▶ _Selected text_
--- --- ---
4l81

Publication Abstract from PubMed

In bacteria, sulfur metabolism is regulated in part by seven known families of riboswitches that bind S-adenosyl-l-methionine (SAM). Direct binding of SAM to these mRNA regulatory elements governs a downstream secondary structural switch that communicates with the transcriptional and/or translational expression machinery. The most widely distributed SAM-binding riboswitches belong to the SAM clan, comprising three families that share a common SAM-binding core but differ radically in their peripheral architecture. Although the structure of the SAM-I member of this clan has been extensively studied, how the alternative peripheral architecture of the other families supports the common SAM-binding core remains unknown. We have therefore solved the X-ray structure of a member of the SAM-I/IV family containing the alternative "PK-2" subdomain shared with the SAM-IV family. This structure reveals that this subdomain forms extensive interactions with the helix housing the SAM-binding pocket, including a highly unusual mode of helix packing in which two helices pack in a perpendicular fashion. Biochemical and genetic analysis of this RNA reveals that SAM binding induces many of these interactions, including stabilization of a pseudoknot that is part of the regulatory switch. Despite strong structural similarity between the cores of SAM-I and SAM-I/IV members, a phylogenetic analysis of sequences does not indicate that they derive from a common ancestor.

Structural basis for diversity in the SAM clan of riboswitches.,Trausch JJ, Xu Z, Edwards AL, Reyes FE, Ross PE, Knight R, Batey RT Proc Natl Acad Sci U S A. 2014 May 6;111(18):6624-9. doi:, 10.1073/pnas.1312918111. Epub 2014 Apr 21. PMID:24753586^[1]

From MEDLINE®/PubMed®, a database of the U.S. National Library of Medicine.
--- --- ---
▶ _Provided data_
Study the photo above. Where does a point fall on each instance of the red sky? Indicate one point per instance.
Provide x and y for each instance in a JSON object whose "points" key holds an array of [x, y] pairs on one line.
--- --- ---
▶ _Exercise directions_
Reproduce everything in the riboswitch abstract from "Structural basis for" down to "Library of Medicine.". The material is not needed for this.

▶ _Reply to the task_
Structural basis for diversity in the SAM clan of riboswitches.,Trausch JJ, Xu Z, Edwards AL, Reyes FE, Ross PE, Knight R, Batey RT Proc Natl Acad Sci U S A. 2014 May 6;111(18):6624-9. doi:, 10.1073/pnas.1312918111. Epub 2014 Apr 21. PMID:24753586^[1]

From MEDLINE®/PubMed®, a database of the U.S. National Library of Medicine.